What needs to be done:
Each entry below should be echoed exactly, with pictures omitted.

Supplied material:
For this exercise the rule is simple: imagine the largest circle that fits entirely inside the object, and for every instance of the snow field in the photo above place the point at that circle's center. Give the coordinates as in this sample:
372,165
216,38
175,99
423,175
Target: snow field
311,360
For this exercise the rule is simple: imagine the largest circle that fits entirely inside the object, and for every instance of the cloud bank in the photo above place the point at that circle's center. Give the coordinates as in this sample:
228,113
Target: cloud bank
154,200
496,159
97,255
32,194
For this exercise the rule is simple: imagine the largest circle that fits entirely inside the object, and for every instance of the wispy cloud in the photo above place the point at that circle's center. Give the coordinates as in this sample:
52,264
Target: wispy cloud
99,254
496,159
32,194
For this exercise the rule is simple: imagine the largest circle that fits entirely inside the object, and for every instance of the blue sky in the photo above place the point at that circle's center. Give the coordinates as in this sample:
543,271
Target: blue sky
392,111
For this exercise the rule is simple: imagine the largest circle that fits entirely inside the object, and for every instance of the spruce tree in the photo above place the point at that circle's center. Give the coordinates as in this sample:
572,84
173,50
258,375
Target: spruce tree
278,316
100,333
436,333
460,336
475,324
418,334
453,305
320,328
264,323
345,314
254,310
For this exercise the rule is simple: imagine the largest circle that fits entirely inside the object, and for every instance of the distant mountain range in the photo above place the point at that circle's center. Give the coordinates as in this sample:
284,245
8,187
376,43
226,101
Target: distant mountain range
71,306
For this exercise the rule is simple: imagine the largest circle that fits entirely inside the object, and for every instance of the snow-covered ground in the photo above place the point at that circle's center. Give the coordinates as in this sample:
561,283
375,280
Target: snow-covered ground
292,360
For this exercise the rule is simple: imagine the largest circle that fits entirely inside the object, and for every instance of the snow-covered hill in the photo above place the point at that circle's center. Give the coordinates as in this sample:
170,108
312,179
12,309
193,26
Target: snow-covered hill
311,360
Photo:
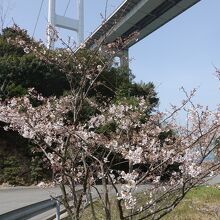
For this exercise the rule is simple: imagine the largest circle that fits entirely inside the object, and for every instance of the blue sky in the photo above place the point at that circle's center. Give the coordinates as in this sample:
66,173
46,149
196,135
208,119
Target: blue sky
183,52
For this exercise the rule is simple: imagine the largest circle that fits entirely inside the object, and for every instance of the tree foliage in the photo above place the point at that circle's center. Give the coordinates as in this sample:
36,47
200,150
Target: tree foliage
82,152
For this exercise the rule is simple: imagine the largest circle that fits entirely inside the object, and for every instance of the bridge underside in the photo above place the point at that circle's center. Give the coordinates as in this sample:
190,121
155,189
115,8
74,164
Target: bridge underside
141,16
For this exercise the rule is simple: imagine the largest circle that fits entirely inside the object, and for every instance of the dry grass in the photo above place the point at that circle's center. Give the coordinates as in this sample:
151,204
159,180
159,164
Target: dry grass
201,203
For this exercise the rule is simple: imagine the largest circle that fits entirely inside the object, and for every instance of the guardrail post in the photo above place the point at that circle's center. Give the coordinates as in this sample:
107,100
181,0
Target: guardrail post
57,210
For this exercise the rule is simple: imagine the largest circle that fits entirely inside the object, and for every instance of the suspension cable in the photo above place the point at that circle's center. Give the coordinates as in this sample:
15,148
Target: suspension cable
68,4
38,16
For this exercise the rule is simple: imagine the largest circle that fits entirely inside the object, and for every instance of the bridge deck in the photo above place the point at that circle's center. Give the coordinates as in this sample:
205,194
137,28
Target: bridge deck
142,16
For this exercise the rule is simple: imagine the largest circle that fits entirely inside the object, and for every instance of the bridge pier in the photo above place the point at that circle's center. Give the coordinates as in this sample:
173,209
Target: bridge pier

Correct response:
For this exercise the rule is simple: imagine the largest circle that fits entirely inside the object, and for every instance of the snow field in the photo above place the point at that circle's center. Give the coordinates as in this sample:
372,165
216,38
175,99
423,175
Target: snow field
311,360
For this exercise the rule is simple: imagine the largest circle that fits entirely inside the object, and for every instance of the cloud bank in the photo above place the point at that circle's center. Give the coordinates as in this sample:
228,113
Target: cloud bank
154,200
496,159
97,255
32,194
For this exercise the rule is simple: imagine the largest circle that fits entirely inside the object, and for every instance of the wispy cloud in the photo above place the point at that circle's center. Give the coordinates as in this sample:
52,264
Target: wispy cloud
99,254
496,159
32,194
For this exercise the rule is simple: imagine the largest circle that fits entirely inside the object, and for every instance of the blue sky in the photo above place the point at that circle's center. Give the coordinates as in this sample:
543,271
Target: blue sky
392,111
For this exercise the rule is simple: imagine the largest circle that fits entirely inside the object, and for every instance of the spruce tree in the photo above place the point at that circle's center. Give the coordinates as in this sample:
572,84
173,50
258,375
Target: spruce tree
278,316
100,333
436,333
460,336
475,324
418,334
453,305
320,328
264,323
345,314
254,310
For this exercise the rule is simple: imagine the largest circle that fits entirely inside the object, and for every instance of the distant mountain range in the photo above place the point at that circle's center. Give the coordinates as in this sample:
284,245
8,187
376,43
226,101
Target: distant mountain range
71,306
For this exercise the rule is simple: imagine the largest circle that fits entirely inside the object, and for every instance of the snow-covered ground in the photo above place the point at that circle's center. Give the coordinates as in this sample:
561,283
375,280
Target: snow-covered ground
292,360
For this exercise the rule is simple: imagine the largest circle that fits entirely inside the object, and for every instance of the snow-covered hill in the photo above place the point at that circle's center. Give the coordinates as in this sample:
170,108
312,179
12,309
193,26
Target: snow-covered hill
311,360
Photo:
For this exercise the rule is simple: imagine the largest circle that fits entirely inside the object, and for every instance of the blue sky in the photo above place the point at that circle's center. Give the coordinates as in this sample:
66,173
46,149
196,135
208,119
Target: blue sky
183,52
For this exercise the rule is simple: imagine the largest circle that fits entirely inside the object, and for every instance of the tree foliage in the photo above place the point at that circle's center. Give the coordinates as in this sample:
36,47
200,150
Target: tree foliage
82,152
For this exercise the rule is simple: imagine the largest circle that fits entirely inside the object, and for every instance of the bridge underside in the photo above place the point at that circle's center. Give the coordinates as in this sample:
190,121
155,189
115,8
74,164
Target: bridge underside
141,16
For this exercise the rule is simple: imagine the largest circle that fits entirely inside the object, and for every instance of the dry grass in the photo above place the point at that circle's center. Give the coordinates as in this sample:
151,204
159,180
159,164
Target: dry grass
201,203
For this exercise the rule is simple: imagine the largest circle that fits entirely inside the object, and for every instance of the guardrail post in the photo above place the point at that circle's center. Give the coordinates as in this sample:
107,100
181,0
Target: guardrail post
57,210
For this exercise the rule is simple: imagine the largest circle that fits entirely inside the object, and for every instance of the suspension cable in the photo above place the point at that circle's center. Give the coordinates as in this sample:
15,148
Target: suspension cable
68,4
38,16
For this exercise the rule is simple: imagine the largest circle that fits entirely inside the object, and for every instance of the bridge deck in the photo above place the point at that circle's center. Give the coordinates as in this sample:
205,194
137,28
Target: bridge deck
142,16
For this exercise the rule is simple: imagine the largest circle that fits entirely inside the object, and for every instance of the bridge pier in the photo above place the point at that circle's center. Give the coordinates as in this sample:
173,209
Target: bridge pier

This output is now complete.